# EXTRACT
Last Updated: 2024-11-11 Mon 14:37

CMSC216 Lab10: I/O Redirection and File Statistics

CODE DISTRIBUTION: lab10-code.zip

  • Download the code distribution
  • See further setup instructions below

CHANGELOG:

Mon Nov 11 02:34:43 PM EST 2024

A second bug in Lab10 was reported wherein the testing files for problems 1 and 2 are named out swapped. This and the earlier Makefile problem can be corrected by running the following command in the lab10-code directory:

  curl https://www.cs.umd.edu/~profk/216/lab10-update.sh |bash

This will eliminate the incorrect versions of testing files and update them to correct ones.

Mon Nov 11 11:50:54 AM EST 2024

A bug in the Lab10 Makefile was identified which affects the command make test-prob1. The following in Makefile should be corrected as indicated:

  68: test-prob1 : test-setup redirect_child
  69:	./testy test_redirect_child.org  # CORRECT: add "_child" to existin test_redirect.org
  #     ./testy test_redirect.org        # INCORRECT

The Makefile has been updated in the current codepack.

1 Rationale

This lab covers two independent but short concepts in separate problems.

Unix maintains a table of open File Descriptors for each running process. Using the dup() and dup2() system calls, programs can manipulate this table to achieve interesting effects, notably redirection of output from standard locations to other places. This exercise demonstrates some common techniques for doing so and will acquaint students with the basics of how the file descriptor table works and how it is inherited by child processes.

Frequently systems programs must check for the existence of file and interrogate their properties. The first exercise studies two common system calls for this task, access() and stat(). It employs them in a few simple tasks to acquaint students with their use.

Grading Policy

Credit for this exercise is earned by completing the code/asnwers here and submitting a Zip of the work to Gradescope. Students are responsible to check that the results produced locally via make test are reflected on Gradescope after submitting their completed Zip. Successful completion earns 1 Engagement Point.

Lab Exercises are open resource/open collaboration and students are encouraged to cooperate on labs. Students may submit work as groups of up to 5 to Gradescope: one person submits then adds the names of their group members to the submission.

See the full policies in the course syllabus.

2 Codepack

The codepack for this exercise is linked at the top of this document. Always download it and unzip/unpack it. It should contain the following files which are briefly described.

File Use Description
QUESTIONS.txt EDIT Questions to answer: fill in the multiple choice selections in this file.

# DATASET EXTRACT

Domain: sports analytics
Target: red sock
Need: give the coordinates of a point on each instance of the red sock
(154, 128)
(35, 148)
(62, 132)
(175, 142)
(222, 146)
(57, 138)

# EXERCISE TASK
Copy the stretch of the lab handout from "The codepack for" through "are briefly described.", renaming "document" to "page".

# ANSWER BELOW
The codepack for this exercise is linked at the top of this page. Always download it and unzip/unpack it. It should contain the following files which are briefly described.